### Task brief:
Please rewrite the lines starting at the one containing "cloud is by providing its bounding box." and ending with the last line, switching "bounding box" to "enclosing rectangle" and keeping everything else unchanged.

=== Stored data ===

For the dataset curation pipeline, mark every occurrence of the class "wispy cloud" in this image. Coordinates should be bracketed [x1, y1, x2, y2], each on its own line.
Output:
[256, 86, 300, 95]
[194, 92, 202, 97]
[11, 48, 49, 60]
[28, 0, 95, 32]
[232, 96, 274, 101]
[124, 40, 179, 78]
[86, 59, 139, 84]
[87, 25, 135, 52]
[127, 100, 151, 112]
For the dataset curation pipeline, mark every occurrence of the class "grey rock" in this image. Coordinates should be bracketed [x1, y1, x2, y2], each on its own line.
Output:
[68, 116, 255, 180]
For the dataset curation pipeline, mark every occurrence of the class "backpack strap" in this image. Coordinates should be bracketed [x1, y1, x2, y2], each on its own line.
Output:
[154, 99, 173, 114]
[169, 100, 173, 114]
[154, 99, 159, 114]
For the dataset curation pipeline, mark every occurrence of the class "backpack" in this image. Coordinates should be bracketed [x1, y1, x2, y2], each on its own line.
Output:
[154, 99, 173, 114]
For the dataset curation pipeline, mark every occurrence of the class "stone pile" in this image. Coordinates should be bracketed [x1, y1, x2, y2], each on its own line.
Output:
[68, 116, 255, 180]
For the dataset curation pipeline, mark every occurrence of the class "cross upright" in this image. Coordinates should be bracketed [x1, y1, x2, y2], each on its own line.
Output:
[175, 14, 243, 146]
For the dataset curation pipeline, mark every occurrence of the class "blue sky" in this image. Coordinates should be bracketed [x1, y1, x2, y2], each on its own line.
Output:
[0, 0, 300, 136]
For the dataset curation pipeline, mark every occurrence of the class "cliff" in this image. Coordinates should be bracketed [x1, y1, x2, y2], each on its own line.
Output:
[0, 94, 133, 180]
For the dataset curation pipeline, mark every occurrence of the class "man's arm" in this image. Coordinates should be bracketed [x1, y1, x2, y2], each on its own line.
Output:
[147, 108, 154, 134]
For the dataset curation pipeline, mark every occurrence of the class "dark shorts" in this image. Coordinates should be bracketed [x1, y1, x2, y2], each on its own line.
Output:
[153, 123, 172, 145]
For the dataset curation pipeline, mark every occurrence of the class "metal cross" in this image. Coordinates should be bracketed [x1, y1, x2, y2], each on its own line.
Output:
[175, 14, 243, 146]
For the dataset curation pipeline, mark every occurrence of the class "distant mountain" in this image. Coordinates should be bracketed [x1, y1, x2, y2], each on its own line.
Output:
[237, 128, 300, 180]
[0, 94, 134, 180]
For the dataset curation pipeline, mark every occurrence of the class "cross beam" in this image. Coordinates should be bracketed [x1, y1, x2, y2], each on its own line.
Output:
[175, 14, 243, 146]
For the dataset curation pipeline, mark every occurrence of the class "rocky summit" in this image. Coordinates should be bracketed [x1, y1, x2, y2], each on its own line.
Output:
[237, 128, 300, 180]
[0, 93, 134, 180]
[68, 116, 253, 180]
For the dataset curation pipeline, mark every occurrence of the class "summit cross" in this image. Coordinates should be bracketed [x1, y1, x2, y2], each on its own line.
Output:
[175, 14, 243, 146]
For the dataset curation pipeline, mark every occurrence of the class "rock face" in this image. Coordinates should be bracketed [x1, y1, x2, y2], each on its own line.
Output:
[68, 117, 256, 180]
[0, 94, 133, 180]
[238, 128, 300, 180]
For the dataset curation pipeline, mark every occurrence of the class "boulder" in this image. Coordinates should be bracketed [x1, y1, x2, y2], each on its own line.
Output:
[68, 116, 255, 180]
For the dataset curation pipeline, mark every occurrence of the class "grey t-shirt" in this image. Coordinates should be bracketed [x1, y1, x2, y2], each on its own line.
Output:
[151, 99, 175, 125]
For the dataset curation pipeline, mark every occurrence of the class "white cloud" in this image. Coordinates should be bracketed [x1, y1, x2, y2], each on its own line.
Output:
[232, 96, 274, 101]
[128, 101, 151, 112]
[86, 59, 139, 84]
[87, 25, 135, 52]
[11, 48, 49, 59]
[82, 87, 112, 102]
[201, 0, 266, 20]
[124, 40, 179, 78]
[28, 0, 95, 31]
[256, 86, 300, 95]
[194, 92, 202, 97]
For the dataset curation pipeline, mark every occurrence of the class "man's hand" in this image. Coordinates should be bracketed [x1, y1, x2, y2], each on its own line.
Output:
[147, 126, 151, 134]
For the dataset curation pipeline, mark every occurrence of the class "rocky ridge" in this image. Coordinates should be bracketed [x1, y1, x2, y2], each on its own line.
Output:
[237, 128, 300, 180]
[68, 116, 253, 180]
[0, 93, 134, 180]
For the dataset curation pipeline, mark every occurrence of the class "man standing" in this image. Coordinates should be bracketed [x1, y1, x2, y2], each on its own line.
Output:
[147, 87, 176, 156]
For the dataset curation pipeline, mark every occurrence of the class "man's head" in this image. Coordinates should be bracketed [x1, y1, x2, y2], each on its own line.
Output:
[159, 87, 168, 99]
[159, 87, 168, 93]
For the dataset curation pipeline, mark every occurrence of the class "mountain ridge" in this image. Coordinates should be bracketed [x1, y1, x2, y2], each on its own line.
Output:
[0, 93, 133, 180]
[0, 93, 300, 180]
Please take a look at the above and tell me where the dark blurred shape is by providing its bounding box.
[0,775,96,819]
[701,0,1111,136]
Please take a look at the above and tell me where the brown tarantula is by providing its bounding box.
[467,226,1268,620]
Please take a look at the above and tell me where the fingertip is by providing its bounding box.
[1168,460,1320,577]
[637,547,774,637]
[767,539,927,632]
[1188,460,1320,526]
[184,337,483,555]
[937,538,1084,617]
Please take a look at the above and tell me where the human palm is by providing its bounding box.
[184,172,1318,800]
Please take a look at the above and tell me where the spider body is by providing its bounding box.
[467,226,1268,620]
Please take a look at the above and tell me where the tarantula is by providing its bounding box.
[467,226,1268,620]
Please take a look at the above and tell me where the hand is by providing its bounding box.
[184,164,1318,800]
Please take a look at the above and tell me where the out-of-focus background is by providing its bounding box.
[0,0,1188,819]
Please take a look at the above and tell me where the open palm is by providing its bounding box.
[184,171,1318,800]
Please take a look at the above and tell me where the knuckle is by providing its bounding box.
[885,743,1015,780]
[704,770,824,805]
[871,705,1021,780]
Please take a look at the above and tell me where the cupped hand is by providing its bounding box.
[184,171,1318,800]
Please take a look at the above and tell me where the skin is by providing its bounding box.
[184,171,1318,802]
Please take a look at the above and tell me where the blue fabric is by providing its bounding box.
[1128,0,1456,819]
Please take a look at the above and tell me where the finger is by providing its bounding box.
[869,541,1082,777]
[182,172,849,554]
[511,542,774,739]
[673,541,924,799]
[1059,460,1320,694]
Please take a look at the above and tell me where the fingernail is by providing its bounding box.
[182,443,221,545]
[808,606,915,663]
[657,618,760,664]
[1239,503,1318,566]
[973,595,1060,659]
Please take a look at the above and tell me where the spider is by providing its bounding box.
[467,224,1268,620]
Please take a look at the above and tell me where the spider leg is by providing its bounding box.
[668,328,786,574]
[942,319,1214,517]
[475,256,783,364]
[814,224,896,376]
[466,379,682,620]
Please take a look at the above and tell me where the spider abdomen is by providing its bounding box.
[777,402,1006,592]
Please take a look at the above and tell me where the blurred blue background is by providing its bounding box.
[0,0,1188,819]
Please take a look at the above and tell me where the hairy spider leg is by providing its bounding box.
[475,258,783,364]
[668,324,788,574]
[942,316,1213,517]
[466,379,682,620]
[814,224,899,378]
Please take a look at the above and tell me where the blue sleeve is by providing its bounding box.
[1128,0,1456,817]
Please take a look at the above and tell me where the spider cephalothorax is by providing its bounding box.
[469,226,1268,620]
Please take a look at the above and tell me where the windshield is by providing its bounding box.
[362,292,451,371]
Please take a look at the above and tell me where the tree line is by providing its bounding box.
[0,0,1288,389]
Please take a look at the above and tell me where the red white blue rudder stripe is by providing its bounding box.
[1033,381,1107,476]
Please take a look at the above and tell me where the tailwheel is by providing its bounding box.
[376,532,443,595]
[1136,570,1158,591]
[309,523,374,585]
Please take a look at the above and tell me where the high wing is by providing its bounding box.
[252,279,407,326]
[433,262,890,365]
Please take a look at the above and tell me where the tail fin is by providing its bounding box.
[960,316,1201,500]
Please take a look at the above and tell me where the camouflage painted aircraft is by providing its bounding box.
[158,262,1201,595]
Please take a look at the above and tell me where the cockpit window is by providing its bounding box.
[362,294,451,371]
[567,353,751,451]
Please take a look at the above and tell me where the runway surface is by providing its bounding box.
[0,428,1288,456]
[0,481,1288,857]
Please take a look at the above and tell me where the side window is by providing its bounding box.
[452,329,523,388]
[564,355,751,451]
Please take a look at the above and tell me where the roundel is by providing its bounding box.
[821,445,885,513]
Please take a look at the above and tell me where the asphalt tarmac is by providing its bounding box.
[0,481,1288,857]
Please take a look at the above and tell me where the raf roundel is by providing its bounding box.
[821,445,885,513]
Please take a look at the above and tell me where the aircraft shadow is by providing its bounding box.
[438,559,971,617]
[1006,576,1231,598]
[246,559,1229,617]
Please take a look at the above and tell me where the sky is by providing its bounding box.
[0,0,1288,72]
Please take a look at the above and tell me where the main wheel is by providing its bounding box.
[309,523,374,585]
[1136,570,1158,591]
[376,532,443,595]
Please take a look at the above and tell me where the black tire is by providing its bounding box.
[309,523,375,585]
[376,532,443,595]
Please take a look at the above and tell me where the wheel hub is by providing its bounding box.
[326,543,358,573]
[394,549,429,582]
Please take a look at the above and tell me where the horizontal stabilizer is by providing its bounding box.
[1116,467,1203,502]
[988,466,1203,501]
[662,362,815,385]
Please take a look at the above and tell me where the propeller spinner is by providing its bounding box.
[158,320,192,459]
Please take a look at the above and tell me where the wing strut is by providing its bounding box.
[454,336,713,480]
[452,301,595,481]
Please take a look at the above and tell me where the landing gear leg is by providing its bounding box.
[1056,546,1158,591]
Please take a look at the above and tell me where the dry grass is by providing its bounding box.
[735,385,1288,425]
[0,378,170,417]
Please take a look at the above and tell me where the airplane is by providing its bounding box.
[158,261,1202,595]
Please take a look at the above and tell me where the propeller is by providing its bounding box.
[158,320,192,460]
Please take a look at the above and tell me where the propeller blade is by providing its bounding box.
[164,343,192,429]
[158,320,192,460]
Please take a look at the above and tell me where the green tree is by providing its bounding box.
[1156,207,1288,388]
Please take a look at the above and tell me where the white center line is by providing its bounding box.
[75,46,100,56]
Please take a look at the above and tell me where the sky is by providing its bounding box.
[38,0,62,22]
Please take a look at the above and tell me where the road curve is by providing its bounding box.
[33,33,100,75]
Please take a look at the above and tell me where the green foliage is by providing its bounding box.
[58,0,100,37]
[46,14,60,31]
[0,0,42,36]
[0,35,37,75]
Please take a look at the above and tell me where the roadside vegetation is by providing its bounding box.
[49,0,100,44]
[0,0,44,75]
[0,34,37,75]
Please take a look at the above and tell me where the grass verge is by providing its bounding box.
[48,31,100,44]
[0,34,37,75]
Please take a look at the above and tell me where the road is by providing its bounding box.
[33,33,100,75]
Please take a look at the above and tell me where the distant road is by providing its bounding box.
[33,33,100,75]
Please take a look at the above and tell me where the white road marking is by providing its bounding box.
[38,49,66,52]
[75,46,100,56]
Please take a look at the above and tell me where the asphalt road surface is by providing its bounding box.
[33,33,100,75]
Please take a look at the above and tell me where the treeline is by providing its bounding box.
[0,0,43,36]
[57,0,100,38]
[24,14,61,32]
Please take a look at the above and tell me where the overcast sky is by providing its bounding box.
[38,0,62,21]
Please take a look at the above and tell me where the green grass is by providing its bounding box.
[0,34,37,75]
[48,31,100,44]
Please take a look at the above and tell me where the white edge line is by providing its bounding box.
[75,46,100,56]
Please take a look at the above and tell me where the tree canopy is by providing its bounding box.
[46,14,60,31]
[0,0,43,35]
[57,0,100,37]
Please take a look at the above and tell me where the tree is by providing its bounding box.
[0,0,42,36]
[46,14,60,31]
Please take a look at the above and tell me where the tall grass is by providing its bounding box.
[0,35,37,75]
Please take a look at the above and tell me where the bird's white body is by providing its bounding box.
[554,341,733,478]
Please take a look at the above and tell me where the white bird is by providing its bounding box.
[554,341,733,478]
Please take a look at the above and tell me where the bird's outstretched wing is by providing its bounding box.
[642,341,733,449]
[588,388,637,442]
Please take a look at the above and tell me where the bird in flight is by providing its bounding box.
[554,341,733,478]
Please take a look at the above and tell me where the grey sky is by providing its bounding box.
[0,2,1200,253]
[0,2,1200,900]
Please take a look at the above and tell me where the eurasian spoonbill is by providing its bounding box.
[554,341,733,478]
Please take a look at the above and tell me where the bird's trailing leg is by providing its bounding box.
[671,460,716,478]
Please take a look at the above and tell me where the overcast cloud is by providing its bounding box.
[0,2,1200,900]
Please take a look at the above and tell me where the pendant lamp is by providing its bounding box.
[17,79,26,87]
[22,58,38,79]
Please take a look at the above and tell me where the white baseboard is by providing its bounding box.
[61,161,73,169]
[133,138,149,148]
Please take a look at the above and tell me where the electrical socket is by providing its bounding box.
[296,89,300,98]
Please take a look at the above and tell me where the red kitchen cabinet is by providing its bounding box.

===

### Exercise answer:
Please take a look at the above and tell me where the overcast cloud is by providing its enclosing rectangle.
[0,2,1200,900]
Please take a look at the above and tell me where the pendant lamp is by providing its enclosing rectangle.
[17,79,26,87]
[22,58,38,79]
Please take a look at the above and tell me where the white baseboard is by providing its enclosing rectangle.
[61,161,73,169]
[133,138,149,148]
Please take a look at the above and tell me where the electrical socket is by providing its enclosing rectangle.
[296,89,300,98]
Please take a look at the above and tell me where the red kitchen cabinet is by providing its enclosing rectangle.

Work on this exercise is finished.